═════ Texto fornecido ═════

O direito fundamental a não ser detido, preso ou total ou parcialmente privado da liberdade não é, porém, um direito absoluto, como os próprios instrumentos de direito internacional e a Constituição da República Portuguesa, admitem. As medidas de coação são, justamente, meios processuais de limitação da liberdade pessoal que têm por função acautelar a eficácia do procedimento penal, quer no que respeita ao seu desenvolvimento, quer quanto à execução das decisões condenatórias[17].
A prisão preventiva é aplicável, quando estando fortemente indiciada a prática de algum dos crimes enumerados no artigo 202º do Código de Processo Penal, se verifique algum dos perigos previstos no artigo 204º do mesmo diploma.
Quanto aos pressupostos legais de carácter geral, (aplicáveis quer à prisão preventiva, quer a qualquer outra medida de coação diferente do TIR), referem-se à verificação de algum ou algum dos perigos enumerados nas alíneas a) a c) do artigo 204º do Código de Processo Penal: a) Fuga ou perigo de fuga; b) Perigo de perturbação da investigação; c) Perigo de perturbação da ordem e da tranquilidade pública ou de continuação da atividade criminosa – que não são de verificação cumulativa.
Quanto aos pressupostos de carácter específico, encontram-se estabelecidos no artigo 202º nº 1, alíneas a) e b), do Código de Processo Penal, e são cumulativos: a existência de fortes indícios da prática de crime; que o crime indiciado seja doloso; que o crime indiciado corresponda a criminalidade violenta ou seja punível com pena de prisão de máximo superior a 5 anos.
A prisão preventiva é, no elenco de medidas de coação previstas no Código de Processo Penal, a mais gravosa para os direitos fundamentais do arguido, dado implicar a total restrição da sua liberdade individual. Por tal razão tem natureza subsidiária e excecional, o que significa que só deve ser aplicada, se todas as restantes medidas se mostrarem inadequadas ou insuficientes para a salvaguarda das exigências processuais de natureza cautelar que o caso requeira, concretamente, para a aquisição e conservação dos meios de prova e para garantir a presença do arguido nos atos processuais, sobretudo, na audiência de discussão e julgamento.
Deve, igualmente, à semelhança das restantes medidas de coação, com exceção do Termo de Identidade e Residência, ser proporcional à gravidade do crime e às sanções que, num juízo de prognose em relação ao julgamento, virão, possivelmente, a ser aplicadas.
É o que decorre das normas contidas nos artigos 191º, nº 1, 193º e 204º do Código de Processo Penal, de acordo, aliás, com os princípios constitucionais consagrados nos artigos 18º, nº 2, 27º e 28º, nº 2 da Constituição da República Portuguesa.

═════ Dados de entrada ═════

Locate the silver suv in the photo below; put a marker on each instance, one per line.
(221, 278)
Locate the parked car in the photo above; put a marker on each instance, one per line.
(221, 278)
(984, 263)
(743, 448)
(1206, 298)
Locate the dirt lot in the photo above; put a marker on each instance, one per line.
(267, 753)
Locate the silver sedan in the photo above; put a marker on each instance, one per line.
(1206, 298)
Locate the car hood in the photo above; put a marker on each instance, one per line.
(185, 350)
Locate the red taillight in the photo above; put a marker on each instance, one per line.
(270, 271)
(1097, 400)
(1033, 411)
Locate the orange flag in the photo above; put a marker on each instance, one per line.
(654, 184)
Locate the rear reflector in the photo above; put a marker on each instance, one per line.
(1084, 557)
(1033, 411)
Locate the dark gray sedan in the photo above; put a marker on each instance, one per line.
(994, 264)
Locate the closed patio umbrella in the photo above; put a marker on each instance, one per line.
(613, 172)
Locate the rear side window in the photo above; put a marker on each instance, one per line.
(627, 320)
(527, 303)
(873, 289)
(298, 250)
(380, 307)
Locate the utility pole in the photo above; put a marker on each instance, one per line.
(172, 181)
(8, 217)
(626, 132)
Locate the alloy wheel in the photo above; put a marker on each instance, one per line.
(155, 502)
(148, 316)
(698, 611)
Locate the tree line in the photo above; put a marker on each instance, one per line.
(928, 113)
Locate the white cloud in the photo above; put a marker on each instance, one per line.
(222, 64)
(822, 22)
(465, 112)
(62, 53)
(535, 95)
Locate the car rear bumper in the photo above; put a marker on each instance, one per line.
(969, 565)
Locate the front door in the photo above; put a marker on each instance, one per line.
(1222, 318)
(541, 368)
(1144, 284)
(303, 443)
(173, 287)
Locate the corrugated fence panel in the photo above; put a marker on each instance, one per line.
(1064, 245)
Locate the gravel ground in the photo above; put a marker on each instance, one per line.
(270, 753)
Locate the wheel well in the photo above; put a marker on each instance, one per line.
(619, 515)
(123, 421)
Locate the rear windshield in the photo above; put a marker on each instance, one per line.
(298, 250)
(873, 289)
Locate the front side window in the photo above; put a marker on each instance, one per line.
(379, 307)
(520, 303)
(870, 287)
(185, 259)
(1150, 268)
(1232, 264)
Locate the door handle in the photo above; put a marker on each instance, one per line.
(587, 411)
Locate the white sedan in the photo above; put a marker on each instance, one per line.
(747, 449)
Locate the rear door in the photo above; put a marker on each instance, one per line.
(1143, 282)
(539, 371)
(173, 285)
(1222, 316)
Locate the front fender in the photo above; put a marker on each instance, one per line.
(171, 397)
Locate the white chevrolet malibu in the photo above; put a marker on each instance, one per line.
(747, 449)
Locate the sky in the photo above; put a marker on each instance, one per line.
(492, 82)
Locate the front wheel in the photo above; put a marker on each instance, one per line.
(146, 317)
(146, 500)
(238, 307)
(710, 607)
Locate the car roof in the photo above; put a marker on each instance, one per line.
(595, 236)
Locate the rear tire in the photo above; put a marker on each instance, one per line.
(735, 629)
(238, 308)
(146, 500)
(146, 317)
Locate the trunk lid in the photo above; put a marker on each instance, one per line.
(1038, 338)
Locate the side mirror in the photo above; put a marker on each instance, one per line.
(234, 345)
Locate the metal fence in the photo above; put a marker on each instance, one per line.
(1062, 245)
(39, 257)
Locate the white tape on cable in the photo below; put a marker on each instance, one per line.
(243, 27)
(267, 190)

═════

### Tarefa:
Segundo o texto fornecido, em que disposição do Código de Processo Penal se encontram estabelecidos os pressupostos de carácter específico da prisão preventiva?

### Resultado da tarefa:
No artigo 202º, nº 1, alíneas a) e b), do Código de Processo Penal.